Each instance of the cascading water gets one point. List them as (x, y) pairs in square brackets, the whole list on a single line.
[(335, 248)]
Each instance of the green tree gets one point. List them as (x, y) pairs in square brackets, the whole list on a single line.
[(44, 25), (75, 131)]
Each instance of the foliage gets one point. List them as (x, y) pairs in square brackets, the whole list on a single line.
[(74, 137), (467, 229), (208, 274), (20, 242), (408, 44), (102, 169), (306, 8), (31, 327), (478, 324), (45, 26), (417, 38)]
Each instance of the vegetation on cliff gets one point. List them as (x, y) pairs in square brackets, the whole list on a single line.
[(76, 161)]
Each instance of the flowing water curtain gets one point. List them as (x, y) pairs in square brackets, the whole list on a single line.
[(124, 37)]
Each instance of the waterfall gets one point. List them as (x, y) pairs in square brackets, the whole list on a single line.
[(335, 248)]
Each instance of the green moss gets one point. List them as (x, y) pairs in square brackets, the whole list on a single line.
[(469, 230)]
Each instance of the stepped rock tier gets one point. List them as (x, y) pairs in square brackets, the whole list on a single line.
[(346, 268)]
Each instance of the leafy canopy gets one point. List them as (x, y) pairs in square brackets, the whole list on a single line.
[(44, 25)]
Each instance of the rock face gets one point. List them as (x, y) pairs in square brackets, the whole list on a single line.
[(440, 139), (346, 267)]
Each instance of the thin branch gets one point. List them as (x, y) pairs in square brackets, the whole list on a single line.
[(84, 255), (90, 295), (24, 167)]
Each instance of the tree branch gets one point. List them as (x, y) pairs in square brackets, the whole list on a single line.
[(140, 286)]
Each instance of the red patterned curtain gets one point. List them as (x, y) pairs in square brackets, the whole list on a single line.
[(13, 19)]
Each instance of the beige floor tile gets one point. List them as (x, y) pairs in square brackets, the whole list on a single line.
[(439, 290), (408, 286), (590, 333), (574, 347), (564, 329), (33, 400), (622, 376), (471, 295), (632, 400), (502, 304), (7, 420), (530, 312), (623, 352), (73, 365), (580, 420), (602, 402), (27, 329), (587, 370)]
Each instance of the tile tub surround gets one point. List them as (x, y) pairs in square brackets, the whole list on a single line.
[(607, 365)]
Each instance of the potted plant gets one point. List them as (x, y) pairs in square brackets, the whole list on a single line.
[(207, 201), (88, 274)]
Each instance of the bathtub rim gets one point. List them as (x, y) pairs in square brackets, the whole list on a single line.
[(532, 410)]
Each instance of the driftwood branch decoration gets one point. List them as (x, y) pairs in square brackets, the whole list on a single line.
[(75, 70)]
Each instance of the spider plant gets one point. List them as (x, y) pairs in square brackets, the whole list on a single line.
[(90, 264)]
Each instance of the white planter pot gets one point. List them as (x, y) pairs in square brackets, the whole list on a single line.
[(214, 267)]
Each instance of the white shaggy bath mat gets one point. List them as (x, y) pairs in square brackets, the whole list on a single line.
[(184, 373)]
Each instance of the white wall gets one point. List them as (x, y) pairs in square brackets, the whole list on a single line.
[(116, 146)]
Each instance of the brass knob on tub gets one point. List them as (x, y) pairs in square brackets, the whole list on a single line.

What the exercise asks:
Return the listing above in its exact form.

The solution:
Each instance of the cascading water gets one point. List them as (x, y) pairs in square brackets, the whole list on a single line.
[(335, 248)]
Each instance of the green tree gets one point. List them as (x, y) pairs in square brackets, the whole list on a single line.
[(44, 25), (75, 131)]
Each instance of the foliage gets one point. List them as (x, y) pairs in square brackets, the whole list on a single line.
[(74, 137), (467, 229), (208, 274), (20, 242), (408, 44), (102, 169), (306, 8), (31, 327), (478, 324), (45, 26), (417, 38)]
Each instance of the vegetation on cliff gets one point. List them as (x, y) pairs in square brackets, the whole list on a single line.
[(76, 161)]
Each instance of the flowing water curtain gets one point. List them as (x, y) pairs in square brackets, the whole list on a single line.
[(124, 37)]
Each instance of the waterfall gets one point. List them as (x, y) pairs in square brackets, the whole list on a single line.
[(335, 248)]
Each instance of the green moss gets one point. List them as (x, y) pairs in square brackets, the whole list on a single line.
[(469, 230)]
Each instance of the stepped rock tier gets one point. List them as (x, y) pairs in square brackets, the whole list on a single line.
[(346, 268)]
Each instance of the leafy canopy gets one point. List them as (x, y) pairs in square brackets, the whole list on a single line.
[(44, 25)]
Each instance of the rock face gets one point. List them as (x, y) pairs in square brackets, the whole list on a single line.
[(440, 139), (346, 267)]
Each instance of the thin branch gets one point. List them as (x, y) pairs in square brackets, the whole list on a single line.
[(84, 255), (90, 295), (24, 167)]
Each instance of the tree branch gets one point. List them as (x, y) pairs in square brackets, the whole list on a single line.
[(140, 286)]
Each instance of the red patterned curtain gets one point. List them as (x, y) pairs in square brackets, the whole list on a single line.
[(13, 19)]
Each instance of the beige floor tile gets one point. List them as (x, y) pairs in square brackets, the whole list on a single line.
[(439, 290), (408, 286), (590, 333), (574, 347), (564, 329), (33, 400), (622, 376), (471, 295), (632, 400), (502, 304), (7, 420), (530, 312), (623, 352), (73, 365), (580, 420), (602, 402), (27, 329), (587, 370)]
Each instance of the tile tub surround gets one point. List them as (x, y) pairs in square brackets, the whole list on a single line.
[(607, 365)]
Each instance of the potted plant gets one point. List them as (x, y) pairs in square brackets, the whole list on a single line.
[(207, 201), (88, 274)]
Each instance of the bathtub rim gets one point. List them as (x, y) pairs in square brackets, the whole list on a single line.
[(532, 410)]
Each instance of the driftwood branch decoration gets one point. List them as (x, y) pairs in square brackets, the whole list on a single line.
[(75, 70)]
Each instance of the spider plant gets one point. List them as (x, y) pairs in square brackets, the whole list on a single line.
[(90, 264)]
Each instance of the white planter pot gets one point. List them as (x, y) pairs in square brackets, the whole list on a single line.
[(214, 267)]
Each instance of the white shaggy bath mat gets one point. List them as (x, y) pairs in square brackets, the whole list on a single line.
[(184, 373)]
Each instance of the white wall gets one point. List them as (x, y) pairs in square brackets, the whole list on a single line.
[(116, 146)]
Each instance of the brass knob on tub gets one point. List them as (x, y) pairs in square brackets, the whole list on a single line.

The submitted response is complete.